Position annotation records
· · · · ·

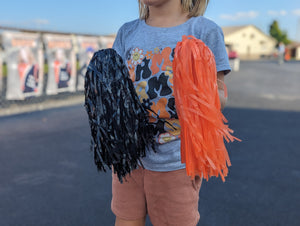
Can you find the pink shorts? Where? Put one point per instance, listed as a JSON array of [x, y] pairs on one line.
[[169, 198]]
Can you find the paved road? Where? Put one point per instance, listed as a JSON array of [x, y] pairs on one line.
[[48, 177]]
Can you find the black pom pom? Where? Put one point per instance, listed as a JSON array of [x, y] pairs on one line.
[[120, 130]]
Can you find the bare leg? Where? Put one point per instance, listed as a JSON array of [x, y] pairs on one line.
[[121, 222]]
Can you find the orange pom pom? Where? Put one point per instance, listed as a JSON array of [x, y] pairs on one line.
[[203, 126]]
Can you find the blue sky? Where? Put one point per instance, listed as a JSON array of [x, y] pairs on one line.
[[106, 16]]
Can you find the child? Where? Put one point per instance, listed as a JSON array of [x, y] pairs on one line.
[[163, 190]]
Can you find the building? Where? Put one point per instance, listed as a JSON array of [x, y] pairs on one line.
[[249, 42], [294, 50]]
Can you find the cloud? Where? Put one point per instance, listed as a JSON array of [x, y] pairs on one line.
[[27, 23], [277, 13], [296, 12], [240, 15]]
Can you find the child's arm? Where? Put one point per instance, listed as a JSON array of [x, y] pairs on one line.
[[221, 89]]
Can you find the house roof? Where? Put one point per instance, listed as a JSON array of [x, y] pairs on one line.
[[293, 45], [232, 29]]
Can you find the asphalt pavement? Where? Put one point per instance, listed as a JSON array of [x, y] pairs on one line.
[[48, 176]]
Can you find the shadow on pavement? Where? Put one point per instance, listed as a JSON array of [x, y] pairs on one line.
[[48, 176]]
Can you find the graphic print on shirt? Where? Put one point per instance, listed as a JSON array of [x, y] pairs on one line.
[[152, 74]]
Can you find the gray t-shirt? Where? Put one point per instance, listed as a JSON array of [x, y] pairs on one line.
[[148, 53]]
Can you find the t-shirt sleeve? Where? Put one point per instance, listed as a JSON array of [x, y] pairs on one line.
[[118, 43], [215, 41]]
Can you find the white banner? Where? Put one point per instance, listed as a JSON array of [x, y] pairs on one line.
[[24, 59], [86, 48], [61, 63]]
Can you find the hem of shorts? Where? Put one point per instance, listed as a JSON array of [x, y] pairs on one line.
[[116, 213], [224, 67], [163, 169]]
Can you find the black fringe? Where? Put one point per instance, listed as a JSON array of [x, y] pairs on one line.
[[120, 130]]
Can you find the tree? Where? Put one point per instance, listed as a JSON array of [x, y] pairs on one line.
[[278, 34]]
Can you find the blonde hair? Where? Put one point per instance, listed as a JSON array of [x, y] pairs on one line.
[[193, 7]]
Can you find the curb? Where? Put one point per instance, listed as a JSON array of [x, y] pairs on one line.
[[48, 104]]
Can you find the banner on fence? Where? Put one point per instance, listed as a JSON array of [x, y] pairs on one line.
[[61, 61], [86, 48], [23, 55]]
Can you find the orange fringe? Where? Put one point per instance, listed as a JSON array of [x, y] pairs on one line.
[[203, 127]]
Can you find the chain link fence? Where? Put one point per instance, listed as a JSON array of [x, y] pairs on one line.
[[45, 48]]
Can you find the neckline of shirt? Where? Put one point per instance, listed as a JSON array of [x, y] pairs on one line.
[[143, 22]]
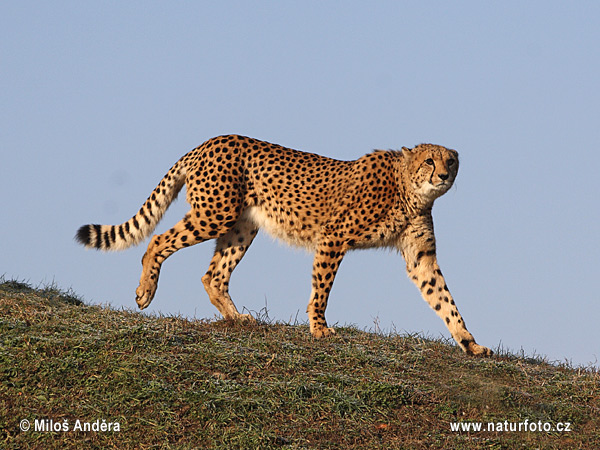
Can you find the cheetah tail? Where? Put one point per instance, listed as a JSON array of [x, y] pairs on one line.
[[140, 226]]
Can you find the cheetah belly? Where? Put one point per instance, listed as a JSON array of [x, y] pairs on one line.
[[279, 229]]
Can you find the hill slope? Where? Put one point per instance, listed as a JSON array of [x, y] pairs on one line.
[[171, 383]]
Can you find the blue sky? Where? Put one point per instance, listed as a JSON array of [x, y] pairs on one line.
[[99, 99]]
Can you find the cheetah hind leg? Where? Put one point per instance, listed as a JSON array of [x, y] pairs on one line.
[[160, 248], [229, 251]]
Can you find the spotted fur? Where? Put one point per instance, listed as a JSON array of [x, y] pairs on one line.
[[236, 185]]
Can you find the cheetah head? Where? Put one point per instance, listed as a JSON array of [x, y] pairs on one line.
[[433, 169]]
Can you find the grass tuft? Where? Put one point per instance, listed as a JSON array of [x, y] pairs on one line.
[[181, 384]]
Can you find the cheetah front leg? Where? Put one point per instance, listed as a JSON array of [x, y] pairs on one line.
[[421, 264], [325, 265]]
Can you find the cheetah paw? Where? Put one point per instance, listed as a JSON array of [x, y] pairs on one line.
[[322, 332], [143, 297], [245, 318]]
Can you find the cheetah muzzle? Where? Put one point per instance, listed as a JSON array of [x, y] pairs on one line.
[[236, 185]]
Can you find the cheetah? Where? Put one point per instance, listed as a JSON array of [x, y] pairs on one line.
[[236, 185]]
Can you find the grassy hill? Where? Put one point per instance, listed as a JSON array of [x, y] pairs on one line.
[[166, 382]]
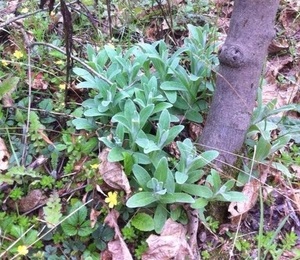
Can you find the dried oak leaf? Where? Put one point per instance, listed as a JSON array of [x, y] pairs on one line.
[[113, 174], [117, 247], [4, 156], [171, 244]]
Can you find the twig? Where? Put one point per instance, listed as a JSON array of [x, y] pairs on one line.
[[74, 58], [14, 19]]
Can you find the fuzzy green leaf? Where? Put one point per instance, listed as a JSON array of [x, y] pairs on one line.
[[140, 199], [143, 222]]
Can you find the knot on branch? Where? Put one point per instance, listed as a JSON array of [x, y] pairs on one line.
[[232, 56]]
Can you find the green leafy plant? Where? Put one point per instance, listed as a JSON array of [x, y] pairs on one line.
[[52, 210], [140, 250], [102, 235]]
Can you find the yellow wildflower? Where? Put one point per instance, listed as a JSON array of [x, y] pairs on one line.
[[62, 86], [95, 166], [23, 250], [59, 62], [112, 199], [111, 45], [18, 54], [24, 10], [4, 63]]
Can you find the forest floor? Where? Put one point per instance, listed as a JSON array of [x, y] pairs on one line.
[[55, 179]]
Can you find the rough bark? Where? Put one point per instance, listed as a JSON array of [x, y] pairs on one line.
[[241, 61]]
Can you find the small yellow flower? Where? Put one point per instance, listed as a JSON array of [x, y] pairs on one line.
[[23, 250], [111, 45], [18, 54], [95, 166], [59, 62], [62, 86], [112, 199]]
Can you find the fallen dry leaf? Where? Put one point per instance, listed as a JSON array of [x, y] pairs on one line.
[[117, 247], [171, 244], [239, 210], [94, 217], [33, 199], [113, 174], [4, 156]]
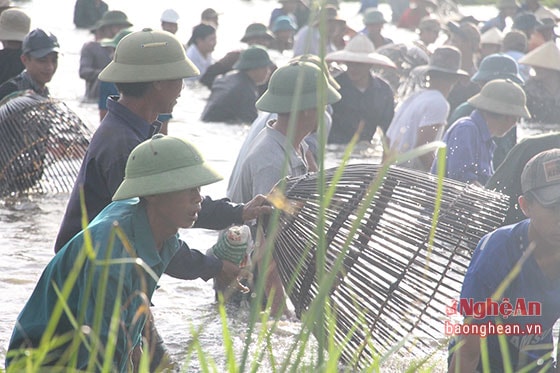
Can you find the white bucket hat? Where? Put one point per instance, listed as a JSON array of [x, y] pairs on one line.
[[14, 24], [546, 56], [361, 50], [170, 16], [492, 36], [148, 56]]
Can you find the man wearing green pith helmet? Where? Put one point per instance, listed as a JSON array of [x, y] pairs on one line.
[[160, 194], [148, 68]]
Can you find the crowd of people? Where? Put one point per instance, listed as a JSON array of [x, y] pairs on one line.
[[306, 78]]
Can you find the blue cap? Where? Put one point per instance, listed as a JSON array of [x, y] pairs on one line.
[[38, 43]]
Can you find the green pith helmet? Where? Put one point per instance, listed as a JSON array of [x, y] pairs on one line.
[[112, 18], [253, 58], [501, 97], [256, 30], [294, 87], [148, 56], [497, 66], [164, 164]]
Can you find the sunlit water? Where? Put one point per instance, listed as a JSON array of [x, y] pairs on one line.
[[28, 226]]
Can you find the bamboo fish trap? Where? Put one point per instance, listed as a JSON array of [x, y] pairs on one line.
[[393, 288], [42, 144]]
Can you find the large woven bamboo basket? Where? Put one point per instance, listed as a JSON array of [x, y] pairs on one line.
[[393, 288], [42, 144]]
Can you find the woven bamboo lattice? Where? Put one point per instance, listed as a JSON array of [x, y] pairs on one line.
[[390, 277], [42, 143]]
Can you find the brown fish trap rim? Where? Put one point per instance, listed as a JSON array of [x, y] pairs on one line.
[[393, 288], [42, 144]]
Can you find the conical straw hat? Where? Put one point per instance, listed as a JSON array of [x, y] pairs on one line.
[[360, 49], [547, 56], [492, 36]]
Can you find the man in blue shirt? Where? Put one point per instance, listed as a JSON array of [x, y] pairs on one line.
[[166, 173], [470, 147], [148, 69], [531, 247]]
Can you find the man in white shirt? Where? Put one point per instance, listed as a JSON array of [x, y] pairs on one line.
[[420, 119]]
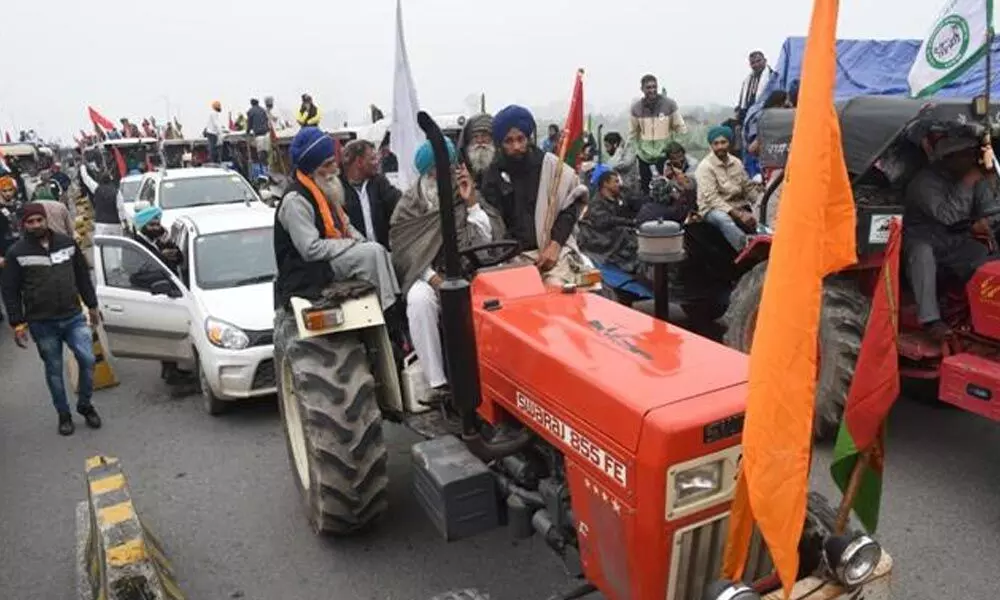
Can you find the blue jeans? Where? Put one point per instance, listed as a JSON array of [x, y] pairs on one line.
[[49, 336], [730, 230]]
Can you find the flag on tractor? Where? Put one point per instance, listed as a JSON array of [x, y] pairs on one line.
[[817, 238], [958, 39], [572, 140], [100, 120], [874, 389]]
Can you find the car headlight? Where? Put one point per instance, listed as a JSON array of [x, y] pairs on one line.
[[727, 590], [852, 558], [698, 482], [225, 335]]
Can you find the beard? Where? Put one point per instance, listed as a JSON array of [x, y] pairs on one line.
[[331, 188], [480, 157], [428, 191]]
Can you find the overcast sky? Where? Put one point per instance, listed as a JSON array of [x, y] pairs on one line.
[[137, 59]]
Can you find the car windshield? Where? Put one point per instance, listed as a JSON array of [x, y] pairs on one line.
[[234, 258], [204, 191], [129, 190]]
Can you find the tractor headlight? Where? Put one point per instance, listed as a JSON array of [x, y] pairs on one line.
[[225, 335], [697, 483], [852, 558], [702, 482], [727, 590]]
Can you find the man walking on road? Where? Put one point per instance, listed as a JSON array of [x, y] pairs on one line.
[[42, 282]]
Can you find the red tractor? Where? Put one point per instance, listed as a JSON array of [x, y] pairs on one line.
[[884, 147], [611, 435]]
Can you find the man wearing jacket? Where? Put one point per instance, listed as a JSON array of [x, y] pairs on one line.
[[43, 281], [654, 120], [369, 197]]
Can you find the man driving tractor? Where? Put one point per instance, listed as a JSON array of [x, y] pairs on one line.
[[951, 192]]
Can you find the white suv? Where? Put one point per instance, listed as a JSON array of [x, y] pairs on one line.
[[189, 191], [216, 315]]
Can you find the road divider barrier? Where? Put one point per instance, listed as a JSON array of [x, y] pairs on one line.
[[118, 557]]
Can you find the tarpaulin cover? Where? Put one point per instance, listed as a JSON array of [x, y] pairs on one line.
[[878, 68]]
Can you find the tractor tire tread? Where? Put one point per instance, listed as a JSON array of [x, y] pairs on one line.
[[347, 455], [842, 325]]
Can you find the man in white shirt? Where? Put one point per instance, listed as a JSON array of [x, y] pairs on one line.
[[369, 198], [214, 131]]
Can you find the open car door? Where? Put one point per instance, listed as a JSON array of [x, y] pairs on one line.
[[146, 309]]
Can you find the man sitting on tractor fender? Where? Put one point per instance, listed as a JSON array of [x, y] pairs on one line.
[[952, 189], [539, 197], [417, 244], [314, 242], [726, 196]]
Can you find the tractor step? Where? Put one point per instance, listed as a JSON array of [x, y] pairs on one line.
[[434, 423], [972, 382], [455, 488]]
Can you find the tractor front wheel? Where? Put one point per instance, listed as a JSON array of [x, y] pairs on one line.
[[842, 326], [333, 428]]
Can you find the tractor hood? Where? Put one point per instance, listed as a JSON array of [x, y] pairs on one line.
[[597, 361]]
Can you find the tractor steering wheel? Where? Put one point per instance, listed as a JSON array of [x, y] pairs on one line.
[[509, 249], [965, 224]]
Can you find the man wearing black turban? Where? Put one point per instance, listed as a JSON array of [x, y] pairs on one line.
[[539, 197]]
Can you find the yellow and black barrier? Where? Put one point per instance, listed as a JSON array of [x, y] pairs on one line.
[[120, 559]]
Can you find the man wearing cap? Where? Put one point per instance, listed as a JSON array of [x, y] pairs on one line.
[[954, 189], [416, 239], [539, 197], [726, 196], [369, 196], [43, 281], [314, 241], [258, 126], [214, 130], [308, 115], [107, 200], [477, 146]]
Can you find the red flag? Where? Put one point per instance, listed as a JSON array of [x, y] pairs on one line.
[[120, 161], [571, 143], [98, 119], [876, 377]]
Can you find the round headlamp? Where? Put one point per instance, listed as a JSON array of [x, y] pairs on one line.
[[852, 558], [727, 590]]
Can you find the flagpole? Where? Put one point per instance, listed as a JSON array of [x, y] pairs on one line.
[[854, 484]]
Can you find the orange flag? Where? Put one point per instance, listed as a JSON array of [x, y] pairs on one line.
[[815, 237]]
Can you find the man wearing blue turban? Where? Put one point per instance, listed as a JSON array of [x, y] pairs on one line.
[[314, 241], [417, 244], [539, 197], [726, 196]]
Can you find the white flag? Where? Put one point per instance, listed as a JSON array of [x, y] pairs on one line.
[[405, 135], [956, 41]]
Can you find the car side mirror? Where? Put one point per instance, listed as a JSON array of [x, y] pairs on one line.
[[164, 287]]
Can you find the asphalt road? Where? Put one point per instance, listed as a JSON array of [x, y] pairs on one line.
[[219, 493]]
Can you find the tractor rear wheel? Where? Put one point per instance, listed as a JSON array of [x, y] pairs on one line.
[[842, 326], [333, 428]]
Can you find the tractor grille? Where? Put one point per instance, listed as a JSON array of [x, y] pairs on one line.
[[263, 377], [697, 558]]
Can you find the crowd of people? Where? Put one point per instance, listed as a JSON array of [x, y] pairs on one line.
[[341, 218]]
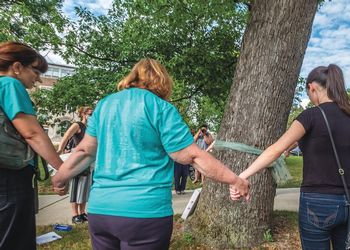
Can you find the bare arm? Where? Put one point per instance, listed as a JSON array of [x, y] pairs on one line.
[[290, 148], [195, 137], [208, 138], [29, 127], [83, 155], [210, 167], [293, 134], [74, 128]]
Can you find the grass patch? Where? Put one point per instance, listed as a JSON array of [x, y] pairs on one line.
[[282, 235], [295, 167], [77, 239]]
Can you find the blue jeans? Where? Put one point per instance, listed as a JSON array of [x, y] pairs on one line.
[[322, 220], [123, 233]]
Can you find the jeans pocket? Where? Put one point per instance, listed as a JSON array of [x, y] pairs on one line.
[[322, 215]]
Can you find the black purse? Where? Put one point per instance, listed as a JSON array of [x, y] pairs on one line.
[[341, 172]]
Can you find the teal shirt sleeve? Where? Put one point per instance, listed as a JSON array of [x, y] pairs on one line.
[[174, 132], [91, 124], [14, 98]]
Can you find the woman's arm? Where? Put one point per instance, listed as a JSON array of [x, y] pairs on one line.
[[29, 127], [208, 138], [293, 134], [83, 155], [210, 167], [74, 128]]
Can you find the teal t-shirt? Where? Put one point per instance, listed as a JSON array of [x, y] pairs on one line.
[[135, 130], [14, 99]]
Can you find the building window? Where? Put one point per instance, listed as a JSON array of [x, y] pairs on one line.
[[66, 72]]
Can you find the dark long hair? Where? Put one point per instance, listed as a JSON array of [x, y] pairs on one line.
[[11, 52], [332, 79]]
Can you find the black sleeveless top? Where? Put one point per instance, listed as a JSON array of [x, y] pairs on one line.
[[320, 171]]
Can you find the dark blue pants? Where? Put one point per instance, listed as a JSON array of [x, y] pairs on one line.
[[17, 218], [180, 176], [322, 221], [114, 232]]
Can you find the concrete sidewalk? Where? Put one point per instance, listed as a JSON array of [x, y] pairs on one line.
[[56, 209]]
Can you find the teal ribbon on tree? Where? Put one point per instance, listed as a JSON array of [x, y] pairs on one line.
[[279, 168]]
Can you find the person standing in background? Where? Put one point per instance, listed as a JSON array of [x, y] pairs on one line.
[[80, 184], [203, 139], [180, 177], [20, 68], [323, 206], [135, 135]]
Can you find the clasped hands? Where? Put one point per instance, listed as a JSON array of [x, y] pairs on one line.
[[240, 189]]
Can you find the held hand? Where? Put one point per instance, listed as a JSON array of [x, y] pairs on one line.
[[61, 190], [240, 189]]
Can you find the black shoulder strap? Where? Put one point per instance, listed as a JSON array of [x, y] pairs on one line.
[[340, 169]]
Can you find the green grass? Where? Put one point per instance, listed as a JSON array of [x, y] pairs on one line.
[[295, 167], [284, 231], [77, 239]]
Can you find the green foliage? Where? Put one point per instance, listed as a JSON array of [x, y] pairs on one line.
[[197, 41], [268, 236], [188, 238], [34, 22], [76, 239]]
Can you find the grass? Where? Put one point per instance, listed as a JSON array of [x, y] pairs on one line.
[[295, 167], [77, 239], [282, 235]]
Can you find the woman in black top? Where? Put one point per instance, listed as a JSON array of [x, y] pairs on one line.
[[322, 209], [80, 184]]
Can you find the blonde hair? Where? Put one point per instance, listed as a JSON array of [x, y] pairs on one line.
[[151, 75], [83, 110]]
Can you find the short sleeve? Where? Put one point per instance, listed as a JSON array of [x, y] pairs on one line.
[[14, 98], [91, 124], [305, 118], [174, 132]]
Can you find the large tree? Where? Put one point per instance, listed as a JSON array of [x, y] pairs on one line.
[[256, 114], [198, 41]]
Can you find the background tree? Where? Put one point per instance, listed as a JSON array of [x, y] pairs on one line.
[[256, 114], [198, 41], [37, 23]]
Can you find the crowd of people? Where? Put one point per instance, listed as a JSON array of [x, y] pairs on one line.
[[134, 137]]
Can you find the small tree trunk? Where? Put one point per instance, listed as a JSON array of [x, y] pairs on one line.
[[256, 114]]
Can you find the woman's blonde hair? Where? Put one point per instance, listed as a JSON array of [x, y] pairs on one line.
[[151, 75], [83, 110]]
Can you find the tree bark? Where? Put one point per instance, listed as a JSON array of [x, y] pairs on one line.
[[256, 114]]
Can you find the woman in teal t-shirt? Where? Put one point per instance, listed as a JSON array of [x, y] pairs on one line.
[[135, 135], [20, 68]]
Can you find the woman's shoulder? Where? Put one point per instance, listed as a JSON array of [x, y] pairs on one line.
[[8, 81]]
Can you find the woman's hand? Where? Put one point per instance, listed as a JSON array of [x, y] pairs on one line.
[[239, 189], [61, 190]]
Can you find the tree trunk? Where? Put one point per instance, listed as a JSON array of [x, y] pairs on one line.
[[256, 114]]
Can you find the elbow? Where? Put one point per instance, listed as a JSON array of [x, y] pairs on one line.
[[30, 135], [275, 151]]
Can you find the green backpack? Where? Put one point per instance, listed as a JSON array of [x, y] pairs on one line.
[[15, 153]]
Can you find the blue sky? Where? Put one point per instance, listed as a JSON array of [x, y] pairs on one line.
[[329, 42]]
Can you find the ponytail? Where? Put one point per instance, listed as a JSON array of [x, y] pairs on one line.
[[332, 79], [336, 88], [82, 111]]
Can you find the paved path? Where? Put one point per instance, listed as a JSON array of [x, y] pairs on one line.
[[56, 209]]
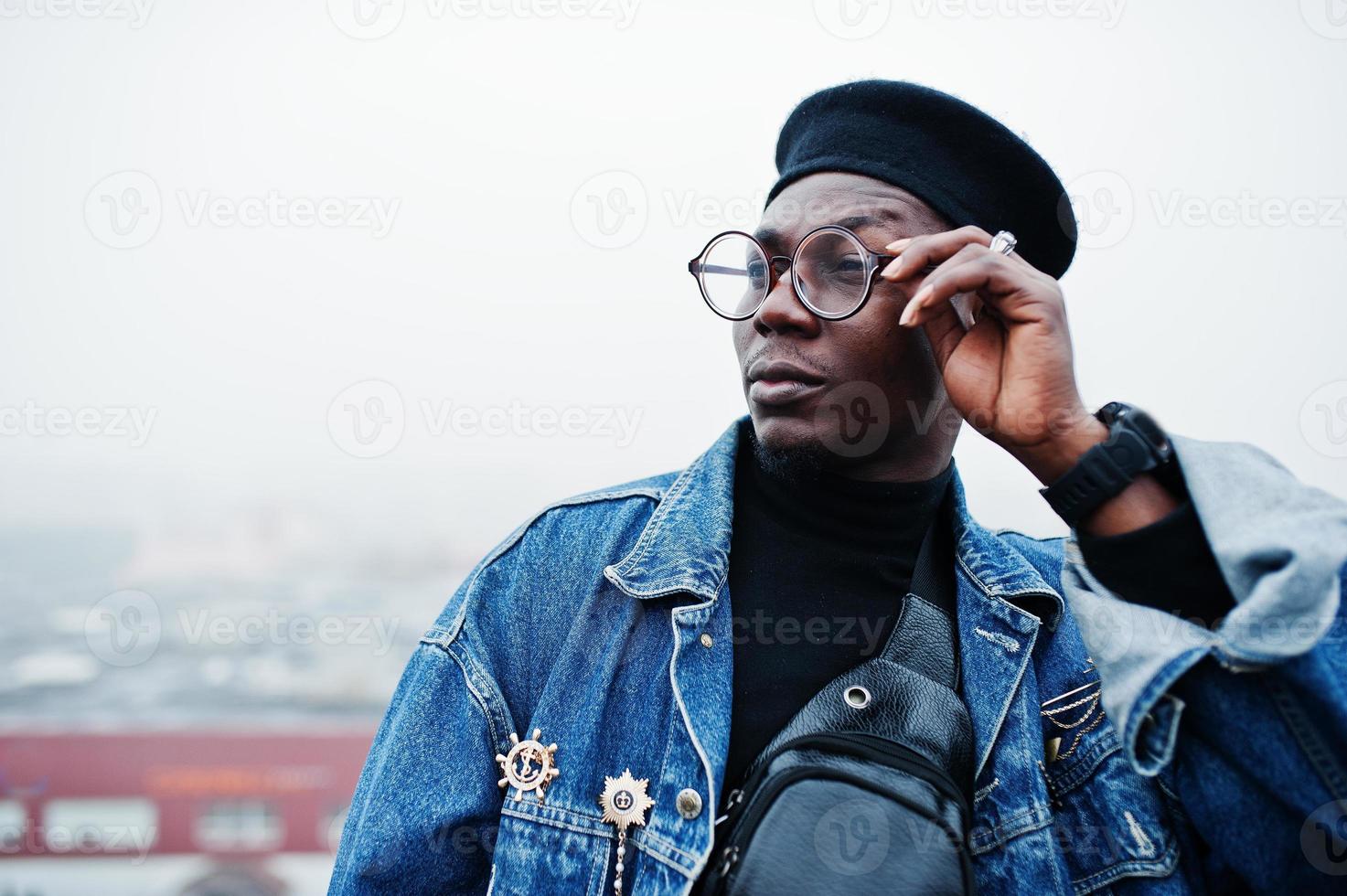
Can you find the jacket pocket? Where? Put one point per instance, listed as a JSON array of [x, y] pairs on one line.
[[1110, 822], [543, 858]]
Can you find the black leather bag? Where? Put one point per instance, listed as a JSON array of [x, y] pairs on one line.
[[862, 791]]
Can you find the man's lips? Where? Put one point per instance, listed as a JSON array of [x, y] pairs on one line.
[[780, 381]]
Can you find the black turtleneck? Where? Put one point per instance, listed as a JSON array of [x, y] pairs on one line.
[[817, 574]]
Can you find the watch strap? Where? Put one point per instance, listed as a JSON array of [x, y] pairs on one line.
[[1135, 445]]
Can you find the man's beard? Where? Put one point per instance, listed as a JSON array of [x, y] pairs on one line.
[[794, 464]]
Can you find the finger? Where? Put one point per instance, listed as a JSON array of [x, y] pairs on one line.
[[945, 330], [1004, 287], [919, 252]]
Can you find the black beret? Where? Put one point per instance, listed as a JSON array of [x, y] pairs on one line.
[[956, 158]]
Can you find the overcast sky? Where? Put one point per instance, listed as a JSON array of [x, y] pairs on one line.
[[237, 235]]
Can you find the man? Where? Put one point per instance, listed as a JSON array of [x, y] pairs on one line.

· · · · ·

• [PROBLEM REQUIREMENTS]: Restate verbatim the lines running from the line with "Can you find the paved path?" through the end of the material; both ends count, and images are omitted.

• [WRITTEN SOLUTION]:
Can you find the paved path? Where? Put one point per instance, listed as a JSON array of [x, y] pairs on one line.
[[56, 209]]
Can you find the jacket pocket? Where? Put one point per instance, listed as a JSON array of [x, y] pairs on one line.
[[1110, 822], [543, 858]]
Can you find the black leather bag? Where? Put one point per instance, listed as a JSON array of [x, y] pairs on one line.
[[862, 791]]
Can you find the man's lips? Where? Put one point per instance, listed as a JSON array of [x, y] pairs on one line.
[[780, 381]]
Can you find the black turtleneck? Where? Put one point per instance, listed as a JSON array of [x, y] pairs on one line.
[[817, 574]]
Can you find the watch strap? Where? Put one point per instance, listed as a JSON array of [x, y] pairs on one line.
[[1135, 445]]
Can you find the man's beard? Where? Put one point per instance, listed as a JSON array of [x, y] pairs on one line.
[[794, 464]]
Can you find the finger? Where? Put one point per instance, listed as a JSON array of [x, y] pairs on one line.
[[945, 330], [1004, 287], [919, 252]]
Can you find the black beret? Where? Put one point per instance, listed as a JSON array of [x, y] pairs on one line.
[[956, 158]]
Can you find the overcast sky? Where? Put one point per instance, listed as a JSON array of [x, y] pairs on one line.
[[237, 235]]
Can you find the man? Where? Put one point per instance, listed as a JSON array of [x, y] pairs on one line.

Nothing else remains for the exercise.